Goal>
Which lines of the records below contain the word "sailboat"? Report every such line in full.

[Image box annotation records]
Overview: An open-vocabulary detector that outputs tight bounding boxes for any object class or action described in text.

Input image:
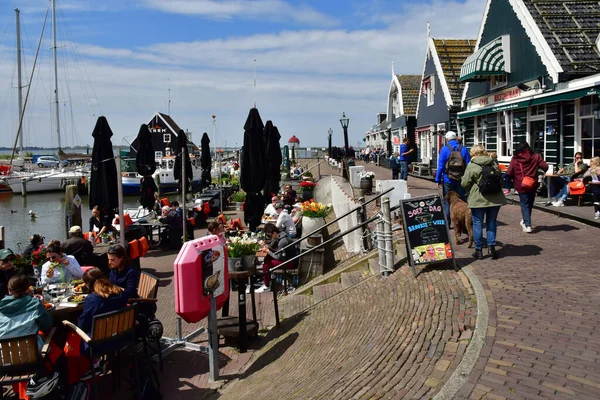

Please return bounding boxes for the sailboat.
[0,0,89,194]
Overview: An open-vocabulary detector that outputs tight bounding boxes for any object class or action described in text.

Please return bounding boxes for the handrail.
[269,213,379,273]
[275,187,394,254]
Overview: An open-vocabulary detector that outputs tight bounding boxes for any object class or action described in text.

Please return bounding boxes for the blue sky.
[0,0,485,147]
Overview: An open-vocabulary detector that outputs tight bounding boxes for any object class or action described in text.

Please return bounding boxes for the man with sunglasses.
[550,151,588,207]
[0,249,17,300]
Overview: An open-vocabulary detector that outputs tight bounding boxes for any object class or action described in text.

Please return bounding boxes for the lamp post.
[327,127,333,158]
[340,112,350,157]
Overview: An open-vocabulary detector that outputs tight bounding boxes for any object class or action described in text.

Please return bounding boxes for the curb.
[433,265,489,400]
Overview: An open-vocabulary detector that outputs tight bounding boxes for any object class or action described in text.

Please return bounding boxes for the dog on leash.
[446,190,473,247]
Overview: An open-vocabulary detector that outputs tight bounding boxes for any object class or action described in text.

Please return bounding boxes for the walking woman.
[462,144,506,260]
[506,142,548,233]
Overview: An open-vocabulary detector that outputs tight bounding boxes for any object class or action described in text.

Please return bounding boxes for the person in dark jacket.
[435,131,471,221]
[0,249,17,300]
[506,142,548,233]
[61,225,94,265]
[23,233,44,257]
[107,245,140,299]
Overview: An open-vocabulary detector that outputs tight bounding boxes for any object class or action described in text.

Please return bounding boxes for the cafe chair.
[129,271,163,372]
[0,328,56,399]
[63,305,140,399]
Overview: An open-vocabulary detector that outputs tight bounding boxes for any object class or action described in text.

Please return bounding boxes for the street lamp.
[340,112,350,157]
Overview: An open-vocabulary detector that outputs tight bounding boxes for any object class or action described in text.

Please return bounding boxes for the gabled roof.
[520,0,600,73]
[396,75,421,115]
[432,39,476,106]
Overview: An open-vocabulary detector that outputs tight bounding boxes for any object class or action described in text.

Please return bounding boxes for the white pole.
[116,152,125,248]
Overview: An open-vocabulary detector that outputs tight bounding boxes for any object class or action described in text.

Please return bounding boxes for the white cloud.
[0,0,485,147]
[144,0,338,26]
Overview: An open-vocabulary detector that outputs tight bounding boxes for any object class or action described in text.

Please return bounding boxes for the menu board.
[400,194,453,267]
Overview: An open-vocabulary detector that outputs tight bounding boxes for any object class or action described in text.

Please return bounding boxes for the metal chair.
[0,328,56,399]
[63,305,140,399]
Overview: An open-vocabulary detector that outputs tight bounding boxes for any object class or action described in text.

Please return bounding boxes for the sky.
[0,0,485,148]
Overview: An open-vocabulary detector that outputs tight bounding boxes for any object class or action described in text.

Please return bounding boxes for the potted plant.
[227,234,261,272]
[231,190,246,211]
[300,180,317,201]
[358,171,375,194]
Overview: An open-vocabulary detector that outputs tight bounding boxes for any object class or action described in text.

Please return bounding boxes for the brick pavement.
[356,160,600,399]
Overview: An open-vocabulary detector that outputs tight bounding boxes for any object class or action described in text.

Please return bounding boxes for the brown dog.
[446,190,473,247]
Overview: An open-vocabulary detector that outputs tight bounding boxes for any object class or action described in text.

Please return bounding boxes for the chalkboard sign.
[400,194,454,267]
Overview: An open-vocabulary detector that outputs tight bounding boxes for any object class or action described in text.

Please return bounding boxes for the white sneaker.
[254,285,271,293]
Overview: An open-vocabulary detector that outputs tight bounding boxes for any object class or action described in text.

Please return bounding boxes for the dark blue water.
[0,192,138,252]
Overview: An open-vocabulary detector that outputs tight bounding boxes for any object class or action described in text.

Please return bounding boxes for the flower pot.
[242,254,256,271]
[227,257,243,272]
[302,190,315,201]
[360,178,373,194]
[301,216,325,248]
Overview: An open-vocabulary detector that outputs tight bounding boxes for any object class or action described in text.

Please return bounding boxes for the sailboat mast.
[15,8,23,158]
[52,0,62,150]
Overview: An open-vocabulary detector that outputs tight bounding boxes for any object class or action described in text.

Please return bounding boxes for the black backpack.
[477,165,502,194]
[446,145,467,181]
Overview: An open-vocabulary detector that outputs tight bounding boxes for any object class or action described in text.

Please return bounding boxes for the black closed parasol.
[173,129,194,192]
[200,132,212,188]
[132,124,158,210]
[263,121,283,198]
[89,116,119,212]
[240,108,267,231]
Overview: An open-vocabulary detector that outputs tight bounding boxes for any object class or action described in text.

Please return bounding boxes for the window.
[475,117,487,147]
[490,74,507,89]
[422,75,435,107]
[579,95,600,159]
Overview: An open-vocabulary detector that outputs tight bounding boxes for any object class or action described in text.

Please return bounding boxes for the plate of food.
[67,294,87,304]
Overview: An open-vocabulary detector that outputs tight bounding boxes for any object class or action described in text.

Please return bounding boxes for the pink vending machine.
[173,235,229,323]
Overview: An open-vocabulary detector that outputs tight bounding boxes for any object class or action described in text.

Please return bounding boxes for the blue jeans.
[400,161,408,181]
[519,192,535,227]
[471,206,500,250]
[442,180,467,223]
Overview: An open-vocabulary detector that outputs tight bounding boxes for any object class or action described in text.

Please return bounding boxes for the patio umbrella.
[133,124,158,210]
[200,132,212,187]
[240,108,267,231]
[89,116,119,212]
[173,129,194,191]
[263,121,282,198]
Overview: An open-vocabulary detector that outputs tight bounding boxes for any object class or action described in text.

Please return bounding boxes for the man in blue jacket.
[435,131,471,221]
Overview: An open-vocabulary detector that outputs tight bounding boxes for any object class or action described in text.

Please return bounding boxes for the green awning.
[457,86,600,119]
[460,36,506,82]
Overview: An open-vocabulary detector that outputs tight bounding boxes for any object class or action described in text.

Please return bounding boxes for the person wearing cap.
[263,196,279,215]
[275,201,296,238]
[0,249,17,300]
[62,225,94,265]
[435,131,471,221]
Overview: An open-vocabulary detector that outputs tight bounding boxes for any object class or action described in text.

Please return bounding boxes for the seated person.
[40,240,83,284]
[550,151,588,207]
[65,268,127,384]
[90,206,116,237]
[61,225,94,265]
[275,202,296,238]
[263,196,279,215]
[256,224,298,293]
[0,275,62,398]
[0,249,17,300]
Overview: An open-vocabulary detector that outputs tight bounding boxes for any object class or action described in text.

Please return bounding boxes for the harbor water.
[0,192,139,252]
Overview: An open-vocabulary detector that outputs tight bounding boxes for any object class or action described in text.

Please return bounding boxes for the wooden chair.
[0,328,56,399]
[63,305,140,399]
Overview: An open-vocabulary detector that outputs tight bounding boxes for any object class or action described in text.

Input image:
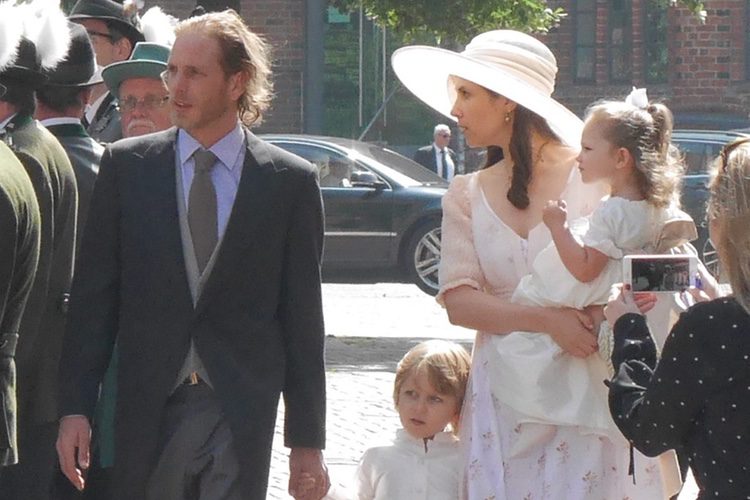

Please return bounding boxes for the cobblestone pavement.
[267,283,698,500]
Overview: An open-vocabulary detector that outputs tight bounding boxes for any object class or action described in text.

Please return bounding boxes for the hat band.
[461,44,557,97]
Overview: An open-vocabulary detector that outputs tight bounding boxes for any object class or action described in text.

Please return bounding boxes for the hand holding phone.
[623,254,698,293]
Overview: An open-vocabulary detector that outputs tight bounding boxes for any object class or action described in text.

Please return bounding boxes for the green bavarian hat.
[68,0,144,43]
[102,42,170,96]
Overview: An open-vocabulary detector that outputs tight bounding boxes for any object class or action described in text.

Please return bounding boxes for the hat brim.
[391,45,583,147]
[102,59,167,96]
[68,14,145,45]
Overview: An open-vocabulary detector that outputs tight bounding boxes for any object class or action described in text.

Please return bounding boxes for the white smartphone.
[623,255,698,293]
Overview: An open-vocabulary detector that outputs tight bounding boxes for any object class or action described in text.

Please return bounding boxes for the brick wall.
[540,0,750,128]
[146,0,305,132]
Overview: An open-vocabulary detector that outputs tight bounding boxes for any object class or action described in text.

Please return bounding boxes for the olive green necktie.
[188,149,219,273]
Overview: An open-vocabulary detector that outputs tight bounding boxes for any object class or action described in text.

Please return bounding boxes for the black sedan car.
[672,129,748,274]
[260,134,448,295]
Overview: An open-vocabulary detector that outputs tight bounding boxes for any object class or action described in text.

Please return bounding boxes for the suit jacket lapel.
[196,130,276,312]
[136,128,192,303]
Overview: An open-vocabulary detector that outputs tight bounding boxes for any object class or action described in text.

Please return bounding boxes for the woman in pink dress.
[393,30,668,500]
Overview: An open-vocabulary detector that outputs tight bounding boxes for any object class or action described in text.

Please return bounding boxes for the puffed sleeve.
[582,198,626,259]
[608,308,716,456]
[435,175,485,306]
[355,448,375,500]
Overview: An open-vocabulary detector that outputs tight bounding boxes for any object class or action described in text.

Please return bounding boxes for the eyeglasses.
[86,30,114,41]
[117,95,169,113]
[719,137,750,173]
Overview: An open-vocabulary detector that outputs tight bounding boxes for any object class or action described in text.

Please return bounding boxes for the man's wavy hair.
[175,9,273,126]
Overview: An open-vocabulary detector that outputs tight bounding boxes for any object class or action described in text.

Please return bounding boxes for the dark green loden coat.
[0,141,41,466]
[7,115,78,425]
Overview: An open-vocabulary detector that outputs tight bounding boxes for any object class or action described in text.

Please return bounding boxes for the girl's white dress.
[437,168,664,500]
[354,429,461,500]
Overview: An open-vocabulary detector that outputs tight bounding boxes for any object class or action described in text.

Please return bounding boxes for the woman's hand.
[547,309,598,358]
[688,260,721,302]
[604,284,657,327]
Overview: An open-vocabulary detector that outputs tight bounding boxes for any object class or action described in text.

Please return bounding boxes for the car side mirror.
[349,171,386,189]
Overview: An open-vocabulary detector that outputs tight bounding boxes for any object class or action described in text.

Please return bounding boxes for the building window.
[643,2,669,83]
[575,0,596,82]
[608,0,633,82]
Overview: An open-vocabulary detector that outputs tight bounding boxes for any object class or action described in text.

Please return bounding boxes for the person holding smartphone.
[604,139,750,498]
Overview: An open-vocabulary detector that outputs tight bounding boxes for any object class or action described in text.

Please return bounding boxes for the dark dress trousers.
[414,144,458,174]
[0,141,41,466]
[0,114,78,500]
[60,129,325,500]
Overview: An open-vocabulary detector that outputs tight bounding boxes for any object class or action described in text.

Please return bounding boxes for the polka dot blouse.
[608,298,750,499]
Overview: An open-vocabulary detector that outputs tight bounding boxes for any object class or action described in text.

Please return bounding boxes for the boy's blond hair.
[393,340,471,434]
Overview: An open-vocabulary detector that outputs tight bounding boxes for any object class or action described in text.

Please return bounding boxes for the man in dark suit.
[0,6,78,500]
[57,11,329,500]
[68,0,144,143]
[414,123,458,181]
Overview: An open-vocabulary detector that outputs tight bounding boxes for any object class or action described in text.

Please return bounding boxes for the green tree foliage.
[331,0,706,43]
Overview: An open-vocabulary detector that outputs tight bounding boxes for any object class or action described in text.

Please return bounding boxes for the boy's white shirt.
[324,429,461,500]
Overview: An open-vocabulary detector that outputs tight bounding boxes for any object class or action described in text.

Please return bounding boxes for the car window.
[274,142,369,188]
[677,142,709,175]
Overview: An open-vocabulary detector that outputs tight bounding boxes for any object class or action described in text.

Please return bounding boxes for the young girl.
[493,94,695,488]
[326,340,471,500]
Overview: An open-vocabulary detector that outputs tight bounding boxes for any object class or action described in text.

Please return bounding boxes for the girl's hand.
[542,200,568,229]
[604,284,656,327]
[547,309,598,358]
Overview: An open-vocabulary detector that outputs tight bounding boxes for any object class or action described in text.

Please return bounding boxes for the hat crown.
[47,23,96,86]
[130,42,170,65]
[462,30,557,97]
[68,0,143,42]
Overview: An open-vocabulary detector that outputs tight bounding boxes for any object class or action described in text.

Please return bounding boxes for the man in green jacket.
[0,7,78,500]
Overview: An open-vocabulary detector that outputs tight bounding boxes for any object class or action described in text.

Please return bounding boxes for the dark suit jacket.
[0,141,42,466]
[60,129,325,500]
[9,115,78,426]
[414,144,458,174]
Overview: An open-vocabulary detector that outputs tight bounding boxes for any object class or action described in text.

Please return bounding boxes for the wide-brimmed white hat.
[391,30,583,146]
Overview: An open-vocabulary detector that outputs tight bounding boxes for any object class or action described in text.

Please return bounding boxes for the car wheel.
[403,220,440,295]
[701,238,721,279]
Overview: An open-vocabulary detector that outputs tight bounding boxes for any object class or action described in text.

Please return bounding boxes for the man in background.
[414,123,458,182]
[35,23,104,250]
[0,2,78,500]
[102,42,172,137]
[0,0,41,476]
[68,0,144,143]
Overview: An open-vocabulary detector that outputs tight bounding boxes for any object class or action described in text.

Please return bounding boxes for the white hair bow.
[625,87,648,109]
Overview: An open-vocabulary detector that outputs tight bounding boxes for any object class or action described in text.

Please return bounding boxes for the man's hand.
[542,200,568,231]
[289,448,331,500]
[56,415,91,491]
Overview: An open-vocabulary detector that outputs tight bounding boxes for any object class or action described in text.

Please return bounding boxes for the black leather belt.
[181,372,205,385]
[0,332,18,357]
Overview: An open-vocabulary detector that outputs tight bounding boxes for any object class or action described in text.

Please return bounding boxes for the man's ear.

Answer for the task>
Please return bounding boxes for the sailboat.
Please return bounding boxes for the sailboat mast.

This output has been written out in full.